--- Exercise objective ---
Leave out the pictures, then reproduce the rest of the material exactly.

== Records supplied

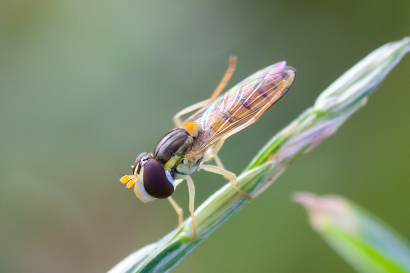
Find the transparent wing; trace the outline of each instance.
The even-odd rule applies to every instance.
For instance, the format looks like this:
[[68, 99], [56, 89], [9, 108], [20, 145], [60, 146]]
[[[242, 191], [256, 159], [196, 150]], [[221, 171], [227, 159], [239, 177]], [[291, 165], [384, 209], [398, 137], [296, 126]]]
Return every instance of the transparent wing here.
[[259, 117], [261, 111], [286, 93], [295, 75], [295, 69], [286, 66], [285, 61], [272, 65], [251, 75], [195, 113], [182, 122], [195, 122], [202, 129], [191, 152], [206, 150], [236, 133], [235, 129], [253, 117]]

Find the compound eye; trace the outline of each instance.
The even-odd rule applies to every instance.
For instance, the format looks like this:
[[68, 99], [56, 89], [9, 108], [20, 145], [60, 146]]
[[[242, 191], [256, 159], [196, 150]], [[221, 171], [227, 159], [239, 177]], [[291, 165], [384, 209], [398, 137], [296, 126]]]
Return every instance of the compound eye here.
[[135, 159], [135, 161], [134, 162], [134, 165], [133, 165], [132, 167], [132, 173], [135, 173], [135, 168], [137, 167], [137, 165], [138, 163], [141, 161], [141, 159], [146, 155], [148, 154], [148, 153], [147, 152], [144, 152], [139, 156], [137, 157], [137, 158]]
[[[144, 168], [144, 188], [147, 193], [161, 199], [171, 196], [174, 192], [174, 185], [167, 177], [163, 166], [151, 159], [145, 163]], [[170, 177], [169, 179], [172, 178]]]

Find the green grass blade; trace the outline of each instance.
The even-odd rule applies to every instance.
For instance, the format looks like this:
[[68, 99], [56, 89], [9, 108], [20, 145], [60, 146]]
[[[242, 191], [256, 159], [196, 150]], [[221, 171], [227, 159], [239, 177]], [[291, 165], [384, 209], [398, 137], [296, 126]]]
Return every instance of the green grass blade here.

====

--- Complete answer ---
Find the transparent wing; trace the outline of each instance.
The even-odd rule applies to every instance.
For instance, the format looks like this:
[[68, 99], [56, 89], [9, 108], [20, 145], [60, 146]]
[[[242, 191], [256, 159], [196, 150]], [[221, 171], [227, 159], [239, 177]], [[291, 165], [384, 209], [398, 137], [296, 126]]]
Return every instance of the transparent wing here.
[[259, 117], [261, 111], [286, 93], [295, 75], [295, 69], [286, 66], [285, 61], [272, 65], [251, 75], [195, 113], [182, 122], [195, 122], [202, 129], [191, 152], [206, 150], [236, 133], [235, 129], [253, 117]]

Find the compound eye; trace the outline of each instance.
The even-odd rule applies to every instance.
For instance, the format looks like this:
[[68, 99], [56, 89], [9, 108], [20, 145], [60, 146]]
[[[242, 191], [256, 159], [196, 150]], [[221, 171], [227, 159], [239, 177]], [[291, 165], [384, 209], [398, 137], [296, 126]]]
Return every instance of the compound eye here.
[[135, 159], [135, 161], [134, 162], [134, 165], [133, 165], [132, 167], [132, 173], [135, 173], [135, 168], [137, 167], [137, 165], [138, 163], [141, 161], [141, 159], [146, 155], [148, 154], [148, 153], [147, 152], [144, 152], [139, 156], [137, 157], [137, 158]]
[[[144, 168], [144, 188], [147, 193], [161, 199], [171, 196], [174, 192], [174, 185], [167, 177], [163, 166], [151, 159], [145, 163]], [[170, 177], [169, 179], [172, 178]]]

Find the green grass blade; trace the outline of each instance.
The even-odd rule applies to every instance.
For instance, the format looks like this:
[[68, 99], [56, 89], [9, 108], [20, 145], [60, 146]]
[[[242, 191], [256, 159], [196, 150]], [[221, 171], [227, 159], [239, 177]], [[291, 165], [384, 209], [398, 137], [296, 126]]]
Return every instance of the green grass blade here.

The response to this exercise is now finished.